§ **WORK ORDER**
Retype, word for word, only the lines from the one with "TARGET = sofa cushion" through the last line of the data below.

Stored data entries
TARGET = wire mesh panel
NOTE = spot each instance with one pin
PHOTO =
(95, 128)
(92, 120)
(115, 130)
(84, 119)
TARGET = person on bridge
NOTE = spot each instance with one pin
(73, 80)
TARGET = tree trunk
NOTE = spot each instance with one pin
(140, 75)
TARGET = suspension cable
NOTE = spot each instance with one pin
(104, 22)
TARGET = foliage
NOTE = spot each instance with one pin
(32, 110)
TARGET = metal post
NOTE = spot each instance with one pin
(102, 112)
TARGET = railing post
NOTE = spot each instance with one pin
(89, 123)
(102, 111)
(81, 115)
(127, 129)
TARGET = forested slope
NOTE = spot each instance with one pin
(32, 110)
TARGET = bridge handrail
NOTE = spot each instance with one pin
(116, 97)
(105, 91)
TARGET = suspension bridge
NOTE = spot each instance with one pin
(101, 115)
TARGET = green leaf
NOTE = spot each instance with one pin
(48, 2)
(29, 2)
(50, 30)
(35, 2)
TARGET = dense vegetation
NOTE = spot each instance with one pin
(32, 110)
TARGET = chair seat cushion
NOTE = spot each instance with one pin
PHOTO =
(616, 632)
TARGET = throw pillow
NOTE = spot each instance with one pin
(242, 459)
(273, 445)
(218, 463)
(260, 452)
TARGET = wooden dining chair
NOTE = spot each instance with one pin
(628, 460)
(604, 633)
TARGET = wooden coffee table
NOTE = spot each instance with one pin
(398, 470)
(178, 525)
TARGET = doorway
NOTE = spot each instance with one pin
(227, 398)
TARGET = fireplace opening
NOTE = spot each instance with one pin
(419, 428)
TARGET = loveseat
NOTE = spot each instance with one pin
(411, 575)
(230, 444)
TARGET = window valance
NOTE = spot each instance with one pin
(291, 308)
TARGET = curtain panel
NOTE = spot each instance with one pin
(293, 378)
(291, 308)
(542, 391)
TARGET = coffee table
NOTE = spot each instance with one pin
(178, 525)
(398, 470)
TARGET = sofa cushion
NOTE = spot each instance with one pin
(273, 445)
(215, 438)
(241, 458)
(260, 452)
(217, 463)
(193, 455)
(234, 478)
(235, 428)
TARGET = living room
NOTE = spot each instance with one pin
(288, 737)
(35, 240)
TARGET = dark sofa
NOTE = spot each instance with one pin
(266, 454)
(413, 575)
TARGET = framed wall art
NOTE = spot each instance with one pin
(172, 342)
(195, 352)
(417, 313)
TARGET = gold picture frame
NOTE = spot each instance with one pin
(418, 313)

§ **ANSWER AREA**
TARGET = sofa cushion
NOTE = spot each instance with one pin
(273, 445)
(215, 438)
(241, 458)
(260, 452)
(217, 463)
(193, 455)
(234, 478)
(235, 428)
TARGET = living room
NOTE = spot each instance with one pin
(288, 737)
(35, 240)
TARGET = dark sofa
NOTE = spot each instance with one pin
(266, 454)
(413, 575)
TARGET = framed wall art
NOTE = spot each instance with one pin
(172, 342)
(195, 352)
(417, 313)
TARGET = gold picture frame
NOTE = spot each instance with one pin
(418, 313)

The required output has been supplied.